Image object location entries:

------------------------------------------------------------------------

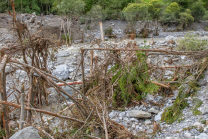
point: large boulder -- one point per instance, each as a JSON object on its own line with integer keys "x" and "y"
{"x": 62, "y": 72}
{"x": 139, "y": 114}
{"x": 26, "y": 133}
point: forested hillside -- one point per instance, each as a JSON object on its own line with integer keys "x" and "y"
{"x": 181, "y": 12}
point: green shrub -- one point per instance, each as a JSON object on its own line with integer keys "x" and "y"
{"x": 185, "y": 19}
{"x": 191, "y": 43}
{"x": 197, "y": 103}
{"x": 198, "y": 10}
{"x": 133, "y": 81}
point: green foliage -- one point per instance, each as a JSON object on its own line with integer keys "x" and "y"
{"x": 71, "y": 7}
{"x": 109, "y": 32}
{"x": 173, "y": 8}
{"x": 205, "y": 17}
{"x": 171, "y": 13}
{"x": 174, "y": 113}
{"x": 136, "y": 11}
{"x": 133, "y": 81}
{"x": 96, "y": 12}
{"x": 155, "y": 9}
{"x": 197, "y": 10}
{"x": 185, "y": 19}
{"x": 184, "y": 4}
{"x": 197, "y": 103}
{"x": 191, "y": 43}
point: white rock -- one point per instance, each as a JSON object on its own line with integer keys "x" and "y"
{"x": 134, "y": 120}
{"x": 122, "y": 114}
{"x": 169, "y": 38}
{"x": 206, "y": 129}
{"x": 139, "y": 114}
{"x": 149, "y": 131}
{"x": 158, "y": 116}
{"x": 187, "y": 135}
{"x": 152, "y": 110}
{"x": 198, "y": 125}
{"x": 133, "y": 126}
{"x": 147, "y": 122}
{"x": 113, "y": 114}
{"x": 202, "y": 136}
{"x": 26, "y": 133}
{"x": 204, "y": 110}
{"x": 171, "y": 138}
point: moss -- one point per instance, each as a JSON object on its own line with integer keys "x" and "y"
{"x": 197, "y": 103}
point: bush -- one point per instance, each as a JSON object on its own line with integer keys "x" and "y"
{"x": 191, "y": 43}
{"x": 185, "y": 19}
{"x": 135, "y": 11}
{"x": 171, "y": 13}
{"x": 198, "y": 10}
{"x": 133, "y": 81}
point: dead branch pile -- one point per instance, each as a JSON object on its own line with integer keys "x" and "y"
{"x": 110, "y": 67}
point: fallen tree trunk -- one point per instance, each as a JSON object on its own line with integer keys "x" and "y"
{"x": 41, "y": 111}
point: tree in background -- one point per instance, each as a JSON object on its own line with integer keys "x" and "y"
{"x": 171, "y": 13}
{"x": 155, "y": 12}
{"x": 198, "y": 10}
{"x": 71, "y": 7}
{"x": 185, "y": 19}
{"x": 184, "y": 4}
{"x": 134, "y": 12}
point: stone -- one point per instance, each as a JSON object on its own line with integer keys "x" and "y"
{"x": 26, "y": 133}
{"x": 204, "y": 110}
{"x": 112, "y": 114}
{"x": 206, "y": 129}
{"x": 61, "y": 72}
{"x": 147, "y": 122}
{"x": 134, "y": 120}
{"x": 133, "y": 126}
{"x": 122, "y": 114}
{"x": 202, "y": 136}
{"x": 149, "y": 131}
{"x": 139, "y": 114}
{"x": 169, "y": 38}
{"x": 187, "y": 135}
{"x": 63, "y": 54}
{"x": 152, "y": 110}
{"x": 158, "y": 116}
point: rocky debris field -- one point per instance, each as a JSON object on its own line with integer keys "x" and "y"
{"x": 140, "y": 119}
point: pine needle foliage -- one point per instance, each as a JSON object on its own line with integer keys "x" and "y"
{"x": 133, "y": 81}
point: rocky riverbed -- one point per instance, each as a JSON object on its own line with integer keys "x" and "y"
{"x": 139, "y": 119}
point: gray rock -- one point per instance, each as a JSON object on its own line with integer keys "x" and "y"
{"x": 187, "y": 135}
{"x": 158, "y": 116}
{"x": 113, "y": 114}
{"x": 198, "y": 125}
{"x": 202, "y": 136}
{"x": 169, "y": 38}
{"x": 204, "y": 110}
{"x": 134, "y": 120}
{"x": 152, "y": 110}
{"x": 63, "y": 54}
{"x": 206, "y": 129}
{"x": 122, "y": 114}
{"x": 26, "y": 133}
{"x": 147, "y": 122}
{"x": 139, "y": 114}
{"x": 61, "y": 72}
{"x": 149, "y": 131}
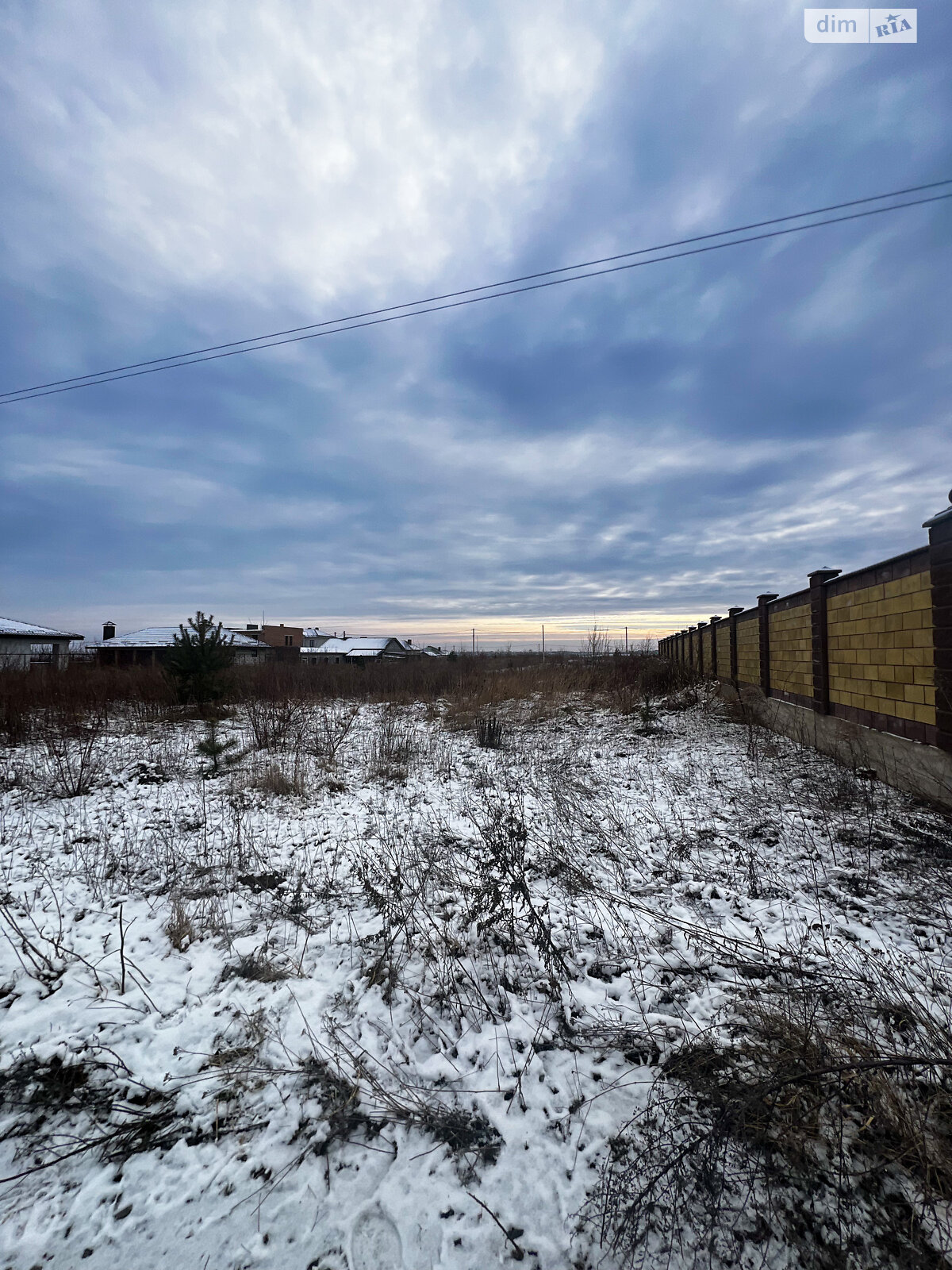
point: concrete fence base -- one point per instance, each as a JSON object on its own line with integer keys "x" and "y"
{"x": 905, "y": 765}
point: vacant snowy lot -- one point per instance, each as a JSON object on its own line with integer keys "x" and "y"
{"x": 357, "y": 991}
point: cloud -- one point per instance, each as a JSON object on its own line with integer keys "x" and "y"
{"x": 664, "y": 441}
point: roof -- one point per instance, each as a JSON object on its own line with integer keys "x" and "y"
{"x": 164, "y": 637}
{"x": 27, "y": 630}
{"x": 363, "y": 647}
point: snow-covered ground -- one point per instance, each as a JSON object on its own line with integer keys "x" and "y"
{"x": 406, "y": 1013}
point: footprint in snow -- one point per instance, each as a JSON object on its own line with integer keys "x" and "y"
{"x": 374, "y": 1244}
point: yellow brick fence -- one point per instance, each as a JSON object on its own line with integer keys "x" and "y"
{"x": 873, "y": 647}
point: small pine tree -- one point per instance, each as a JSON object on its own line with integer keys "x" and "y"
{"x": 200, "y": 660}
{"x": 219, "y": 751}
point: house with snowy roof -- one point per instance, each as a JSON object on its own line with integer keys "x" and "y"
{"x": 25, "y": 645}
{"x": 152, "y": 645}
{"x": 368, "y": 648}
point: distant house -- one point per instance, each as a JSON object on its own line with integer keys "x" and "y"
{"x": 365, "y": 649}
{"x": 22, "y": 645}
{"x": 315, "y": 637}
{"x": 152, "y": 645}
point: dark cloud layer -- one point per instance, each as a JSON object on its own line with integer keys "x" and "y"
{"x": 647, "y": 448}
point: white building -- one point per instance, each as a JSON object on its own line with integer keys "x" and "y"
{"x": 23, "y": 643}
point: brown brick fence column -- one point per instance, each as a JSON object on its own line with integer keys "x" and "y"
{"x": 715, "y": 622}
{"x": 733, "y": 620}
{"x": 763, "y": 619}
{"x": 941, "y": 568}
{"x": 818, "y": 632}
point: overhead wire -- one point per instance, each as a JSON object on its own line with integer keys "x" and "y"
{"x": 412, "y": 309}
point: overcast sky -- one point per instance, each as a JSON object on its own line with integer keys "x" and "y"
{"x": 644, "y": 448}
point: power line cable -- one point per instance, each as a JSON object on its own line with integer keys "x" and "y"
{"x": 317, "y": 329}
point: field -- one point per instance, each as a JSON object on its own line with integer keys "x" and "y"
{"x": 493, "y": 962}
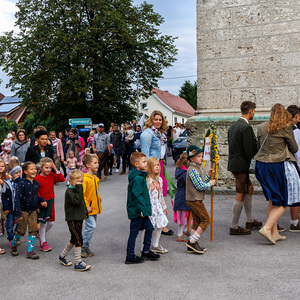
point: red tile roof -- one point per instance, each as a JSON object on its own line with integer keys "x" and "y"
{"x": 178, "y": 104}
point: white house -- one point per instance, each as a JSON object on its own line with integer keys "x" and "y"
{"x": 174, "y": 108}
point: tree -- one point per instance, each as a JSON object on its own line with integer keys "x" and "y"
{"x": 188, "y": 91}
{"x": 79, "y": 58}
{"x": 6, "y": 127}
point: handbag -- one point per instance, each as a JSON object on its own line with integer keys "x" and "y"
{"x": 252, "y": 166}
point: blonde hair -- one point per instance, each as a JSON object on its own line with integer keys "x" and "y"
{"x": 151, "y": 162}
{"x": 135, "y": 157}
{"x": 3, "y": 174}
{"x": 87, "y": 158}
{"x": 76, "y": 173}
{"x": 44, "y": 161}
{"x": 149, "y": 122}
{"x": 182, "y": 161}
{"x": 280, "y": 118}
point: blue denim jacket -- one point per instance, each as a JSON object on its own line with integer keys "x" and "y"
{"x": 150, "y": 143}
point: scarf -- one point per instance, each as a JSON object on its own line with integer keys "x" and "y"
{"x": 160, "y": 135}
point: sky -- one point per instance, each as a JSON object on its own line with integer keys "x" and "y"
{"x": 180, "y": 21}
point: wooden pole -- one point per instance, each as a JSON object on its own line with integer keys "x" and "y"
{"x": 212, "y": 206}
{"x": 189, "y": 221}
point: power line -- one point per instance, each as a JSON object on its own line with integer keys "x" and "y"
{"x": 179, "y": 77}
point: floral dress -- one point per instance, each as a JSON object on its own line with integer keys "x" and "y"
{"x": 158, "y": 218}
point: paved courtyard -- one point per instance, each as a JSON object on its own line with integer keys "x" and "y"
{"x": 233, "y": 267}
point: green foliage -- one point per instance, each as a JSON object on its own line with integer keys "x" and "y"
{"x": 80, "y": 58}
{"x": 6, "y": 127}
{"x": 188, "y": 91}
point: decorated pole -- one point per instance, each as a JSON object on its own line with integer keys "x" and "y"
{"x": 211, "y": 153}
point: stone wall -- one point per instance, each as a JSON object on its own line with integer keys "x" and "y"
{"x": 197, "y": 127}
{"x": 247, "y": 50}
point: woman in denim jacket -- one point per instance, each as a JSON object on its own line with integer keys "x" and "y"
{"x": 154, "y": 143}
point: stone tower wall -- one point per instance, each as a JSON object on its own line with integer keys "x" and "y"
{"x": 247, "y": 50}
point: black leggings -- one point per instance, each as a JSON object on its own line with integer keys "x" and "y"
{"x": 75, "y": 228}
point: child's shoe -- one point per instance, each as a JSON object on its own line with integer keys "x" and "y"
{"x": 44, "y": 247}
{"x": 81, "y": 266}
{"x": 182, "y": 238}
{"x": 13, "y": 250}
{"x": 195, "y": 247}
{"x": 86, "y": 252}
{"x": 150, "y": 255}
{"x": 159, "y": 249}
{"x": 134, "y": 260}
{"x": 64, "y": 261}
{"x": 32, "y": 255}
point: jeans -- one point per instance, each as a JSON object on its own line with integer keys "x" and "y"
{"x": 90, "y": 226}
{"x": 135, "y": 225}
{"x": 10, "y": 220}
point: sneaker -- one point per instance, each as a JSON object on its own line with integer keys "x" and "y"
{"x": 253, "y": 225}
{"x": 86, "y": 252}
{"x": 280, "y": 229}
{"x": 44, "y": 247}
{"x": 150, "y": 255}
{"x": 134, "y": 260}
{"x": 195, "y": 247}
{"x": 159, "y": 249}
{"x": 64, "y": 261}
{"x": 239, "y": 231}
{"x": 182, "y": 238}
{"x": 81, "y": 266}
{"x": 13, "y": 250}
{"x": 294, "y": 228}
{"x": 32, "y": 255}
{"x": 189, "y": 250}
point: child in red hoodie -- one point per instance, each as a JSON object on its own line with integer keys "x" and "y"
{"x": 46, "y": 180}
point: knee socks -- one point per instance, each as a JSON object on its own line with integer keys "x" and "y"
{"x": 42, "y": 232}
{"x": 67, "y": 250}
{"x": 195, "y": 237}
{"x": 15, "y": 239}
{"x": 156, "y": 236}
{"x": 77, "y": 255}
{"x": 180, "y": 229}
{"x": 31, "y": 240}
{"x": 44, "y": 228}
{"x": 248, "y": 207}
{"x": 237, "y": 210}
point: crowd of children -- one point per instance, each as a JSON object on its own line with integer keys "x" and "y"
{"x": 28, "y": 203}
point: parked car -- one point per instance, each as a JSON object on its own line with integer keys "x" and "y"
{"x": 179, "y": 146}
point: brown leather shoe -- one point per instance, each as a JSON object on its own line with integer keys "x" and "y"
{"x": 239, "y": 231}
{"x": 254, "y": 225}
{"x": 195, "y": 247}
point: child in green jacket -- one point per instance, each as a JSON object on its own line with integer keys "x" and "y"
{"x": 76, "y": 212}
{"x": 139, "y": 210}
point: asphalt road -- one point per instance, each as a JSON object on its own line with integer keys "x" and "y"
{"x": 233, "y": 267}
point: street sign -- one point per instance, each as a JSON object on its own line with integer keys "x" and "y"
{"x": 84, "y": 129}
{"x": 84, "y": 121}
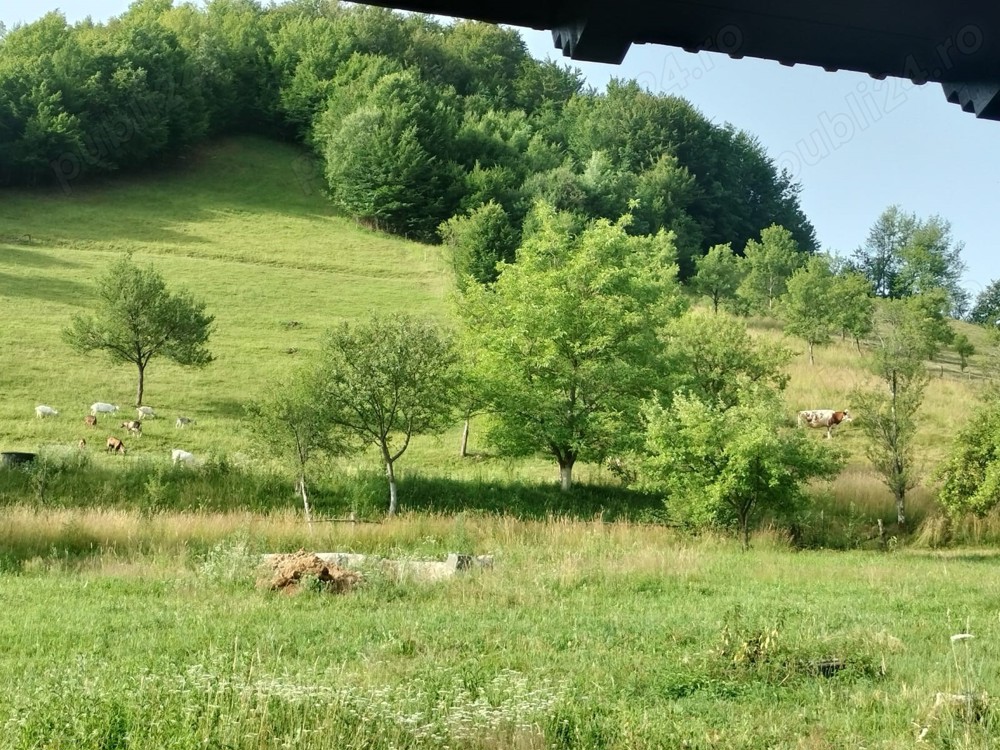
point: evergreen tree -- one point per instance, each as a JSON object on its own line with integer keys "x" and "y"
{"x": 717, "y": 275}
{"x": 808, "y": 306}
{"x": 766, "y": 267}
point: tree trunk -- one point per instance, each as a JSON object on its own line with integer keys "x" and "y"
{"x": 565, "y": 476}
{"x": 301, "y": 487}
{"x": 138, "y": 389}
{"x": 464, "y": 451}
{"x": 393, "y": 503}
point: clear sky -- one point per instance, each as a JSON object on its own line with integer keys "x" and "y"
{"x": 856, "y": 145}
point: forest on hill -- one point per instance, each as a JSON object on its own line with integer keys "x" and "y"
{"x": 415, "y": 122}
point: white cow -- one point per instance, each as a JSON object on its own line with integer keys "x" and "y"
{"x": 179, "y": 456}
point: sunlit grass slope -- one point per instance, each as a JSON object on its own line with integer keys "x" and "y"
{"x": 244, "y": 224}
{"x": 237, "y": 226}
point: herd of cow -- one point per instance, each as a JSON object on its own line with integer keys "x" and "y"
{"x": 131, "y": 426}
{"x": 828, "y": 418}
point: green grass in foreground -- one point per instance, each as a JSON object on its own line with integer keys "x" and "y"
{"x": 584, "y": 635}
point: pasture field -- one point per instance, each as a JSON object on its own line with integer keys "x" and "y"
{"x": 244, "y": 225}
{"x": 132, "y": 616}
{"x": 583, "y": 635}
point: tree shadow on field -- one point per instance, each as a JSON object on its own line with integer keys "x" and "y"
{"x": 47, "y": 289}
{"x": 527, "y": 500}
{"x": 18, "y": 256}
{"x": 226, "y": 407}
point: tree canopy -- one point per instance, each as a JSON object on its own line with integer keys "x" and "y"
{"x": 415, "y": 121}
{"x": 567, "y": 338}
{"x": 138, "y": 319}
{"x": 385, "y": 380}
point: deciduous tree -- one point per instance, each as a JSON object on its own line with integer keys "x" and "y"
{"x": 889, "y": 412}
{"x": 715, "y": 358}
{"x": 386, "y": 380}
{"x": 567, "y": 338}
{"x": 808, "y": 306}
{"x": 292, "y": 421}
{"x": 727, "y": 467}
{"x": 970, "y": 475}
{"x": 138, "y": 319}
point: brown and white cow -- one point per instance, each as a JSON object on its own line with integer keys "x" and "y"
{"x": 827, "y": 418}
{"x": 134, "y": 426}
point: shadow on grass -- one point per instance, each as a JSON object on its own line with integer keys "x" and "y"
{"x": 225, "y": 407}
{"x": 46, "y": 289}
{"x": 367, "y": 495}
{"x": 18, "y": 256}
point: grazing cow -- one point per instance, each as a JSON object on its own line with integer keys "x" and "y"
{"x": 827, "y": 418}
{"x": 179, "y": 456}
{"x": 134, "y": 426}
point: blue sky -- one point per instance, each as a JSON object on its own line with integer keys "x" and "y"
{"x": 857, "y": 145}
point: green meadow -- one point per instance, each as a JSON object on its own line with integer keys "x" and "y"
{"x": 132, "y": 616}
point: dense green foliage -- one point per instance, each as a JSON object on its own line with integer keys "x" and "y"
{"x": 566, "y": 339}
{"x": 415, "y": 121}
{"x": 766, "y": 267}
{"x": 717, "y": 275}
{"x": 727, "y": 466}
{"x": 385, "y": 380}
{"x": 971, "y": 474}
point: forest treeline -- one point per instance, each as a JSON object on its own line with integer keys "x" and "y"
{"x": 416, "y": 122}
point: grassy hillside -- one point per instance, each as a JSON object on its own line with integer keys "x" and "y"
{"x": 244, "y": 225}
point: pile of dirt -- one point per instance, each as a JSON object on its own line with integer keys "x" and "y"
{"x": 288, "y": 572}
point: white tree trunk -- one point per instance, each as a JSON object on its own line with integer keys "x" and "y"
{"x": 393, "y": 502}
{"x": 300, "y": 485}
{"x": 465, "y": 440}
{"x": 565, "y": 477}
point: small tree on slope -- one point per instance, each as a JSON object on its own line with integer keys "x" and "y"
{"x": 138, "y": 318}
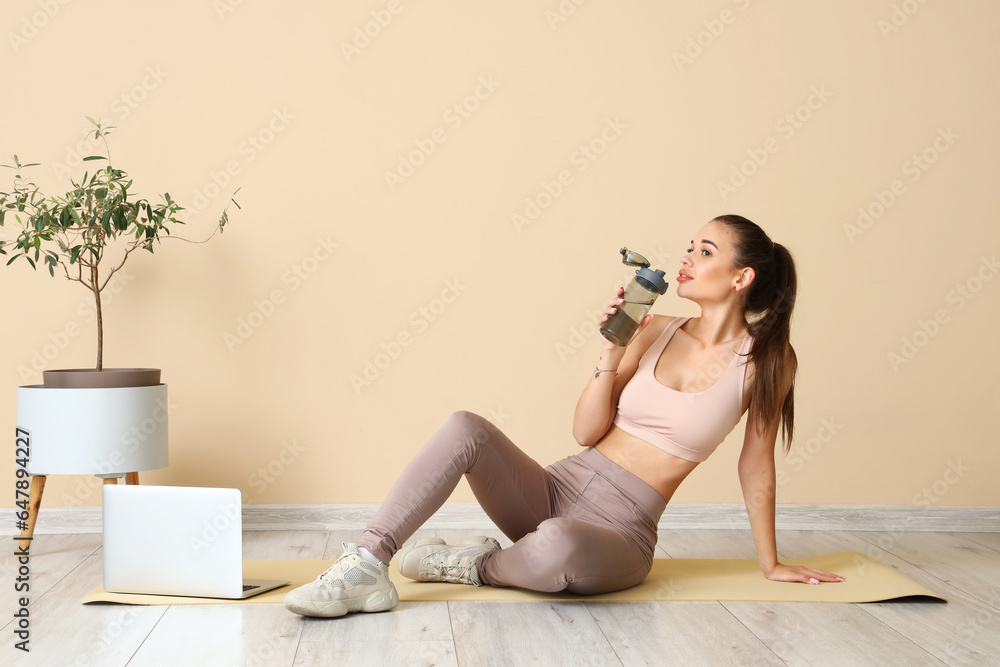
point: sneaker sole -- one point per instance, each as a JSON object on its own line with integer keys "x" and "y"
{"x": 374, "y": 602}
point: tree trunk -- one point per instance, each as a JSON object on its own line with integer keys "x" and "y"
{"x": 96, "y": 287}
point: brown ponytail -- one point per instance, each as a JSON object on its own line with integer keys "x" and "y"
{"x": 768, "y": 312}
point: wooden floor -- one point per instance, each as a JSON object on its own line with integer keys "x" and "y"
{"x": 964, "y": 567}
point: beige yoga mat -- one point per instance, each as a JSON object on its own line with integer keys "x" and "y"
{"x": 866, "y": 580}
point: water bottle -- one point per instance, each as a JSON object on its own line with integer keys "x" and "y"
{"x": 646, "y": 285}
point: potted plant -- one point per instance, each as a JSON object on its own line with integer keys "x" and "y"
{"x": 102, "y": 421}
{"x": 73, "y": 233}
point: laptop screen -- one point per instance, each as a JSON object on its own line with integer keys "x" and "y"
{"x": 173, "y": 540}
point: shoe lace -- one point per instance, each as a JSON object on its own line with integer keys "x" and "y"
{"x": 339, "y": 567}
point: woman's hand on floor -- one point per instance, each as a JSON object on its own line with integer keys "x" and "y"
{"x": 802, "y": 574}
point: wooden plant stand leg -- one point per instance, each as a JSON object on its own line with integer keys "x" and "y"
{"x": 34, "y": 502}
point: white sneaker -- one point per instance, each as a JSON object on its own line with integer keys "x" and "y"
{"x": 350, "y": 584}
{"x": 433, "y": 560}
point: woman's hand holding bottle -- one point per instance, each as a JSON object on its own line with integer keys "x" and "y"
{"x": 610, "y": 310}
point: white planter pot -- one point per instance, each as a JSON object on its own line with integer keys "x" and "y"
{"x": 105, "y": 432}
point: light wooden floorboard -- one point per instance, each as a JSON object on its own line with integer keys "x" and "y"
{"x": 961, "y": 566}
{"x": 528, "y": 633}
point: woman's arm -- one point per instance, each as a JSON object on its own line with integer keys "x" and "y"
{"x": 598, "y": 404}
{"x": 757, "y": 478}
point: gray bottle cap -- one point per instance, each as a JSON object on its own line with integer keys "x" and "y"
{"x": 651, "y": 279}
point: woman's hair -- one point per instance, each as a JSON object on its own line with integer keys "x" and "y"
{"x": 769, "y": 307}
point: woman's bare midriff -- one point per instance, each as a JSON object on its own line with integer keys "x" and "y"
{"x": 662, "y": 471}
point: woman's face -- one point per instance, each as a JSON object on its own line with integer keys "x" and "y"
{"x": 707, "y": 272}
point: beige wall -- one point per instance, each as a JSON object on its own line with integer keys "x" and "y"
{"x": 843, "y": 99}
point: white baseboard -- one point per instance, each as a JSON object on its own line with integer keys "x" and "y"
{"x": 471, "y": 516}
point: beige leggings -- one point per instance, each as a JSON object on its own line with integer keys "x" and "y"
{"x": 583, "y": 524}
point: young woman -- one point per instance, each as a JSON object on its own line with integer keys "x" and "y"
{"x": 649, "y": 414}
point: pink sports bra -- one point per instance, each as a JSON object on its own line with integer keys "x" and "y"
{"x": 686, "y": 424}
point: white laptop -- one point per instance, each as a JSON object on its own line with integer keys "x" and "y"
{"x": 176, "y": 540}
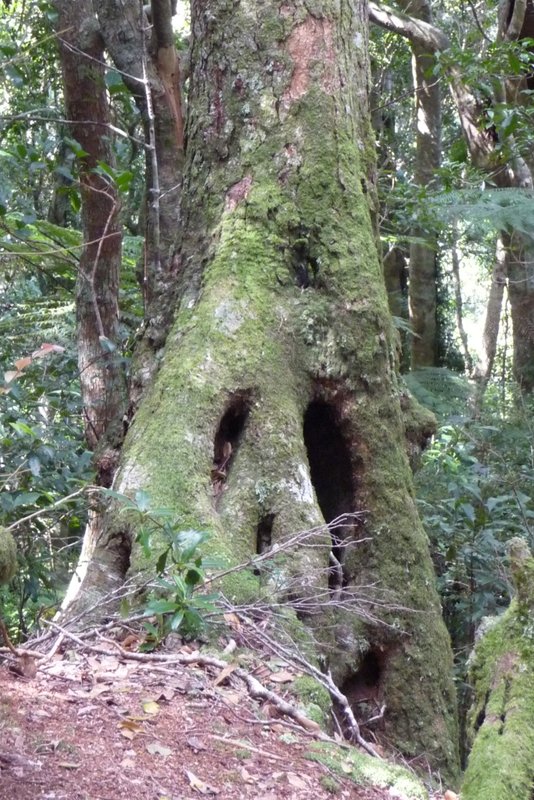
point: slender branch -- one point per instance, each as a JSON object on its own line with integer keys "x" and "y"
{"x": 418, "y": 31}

------------------------------------------------------------------------

[GOAL OF THE EXERCISE] Rewrite the records from the line containing "point: white laptop" through the end of the records, inclusive, changing "slender branch" to "thin branch" and keeping everything else the same. Leave the pictures out of your answer.

[TASK RESULT]
point: white laptop -- one point per instance, each as a JSON object on its own line with integer keys "x" and "y"
{"x": 176, "y": 540}
point: thin branch -- one point per instance, each as a JSON object on its own line with integer keys "x" and "y"
{"x": 418, "y": 31}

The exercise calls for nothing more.